== Recorded information ==

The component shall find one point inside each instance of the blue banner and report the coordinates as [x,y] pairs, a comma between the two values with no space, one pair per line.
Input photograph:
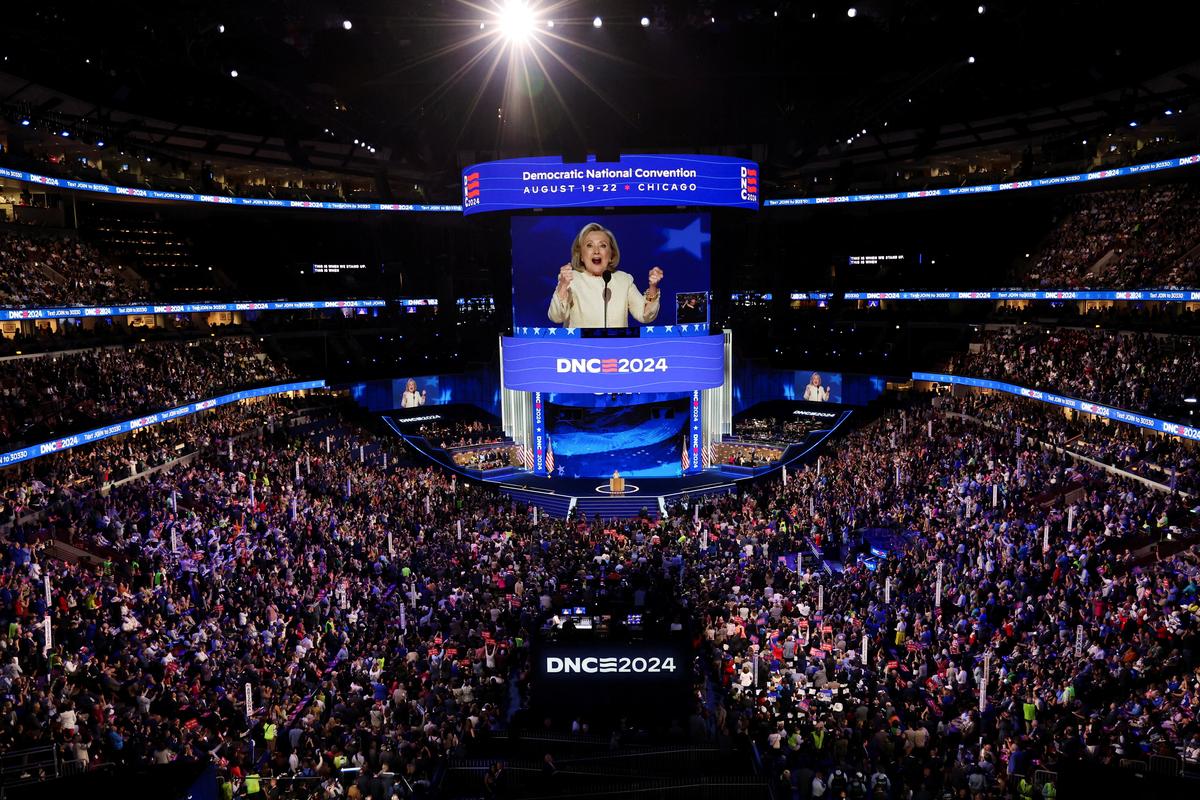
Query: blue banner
[646,331]
[546,182]
[695,464]
[619,365]
[186,197]
[987,188]
[539,434]
[1157,295]
[88,437]
[1108,411]
[181,308]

===

Set down all the entries exactly as they appear, but skip any pictures.

The component shall find one point inside each instance of the blue banner and report the coordinates as [x,y] pairs, a comma between the two values with no space, one pair per line.
Input photograph:
Query: blue banner
[646,331]
[546,182]
[695,464]
[619,365]
[186,197]
[987,188]
[539,434]
[1157,295]
[88,437]
[1108,411]
[181,308]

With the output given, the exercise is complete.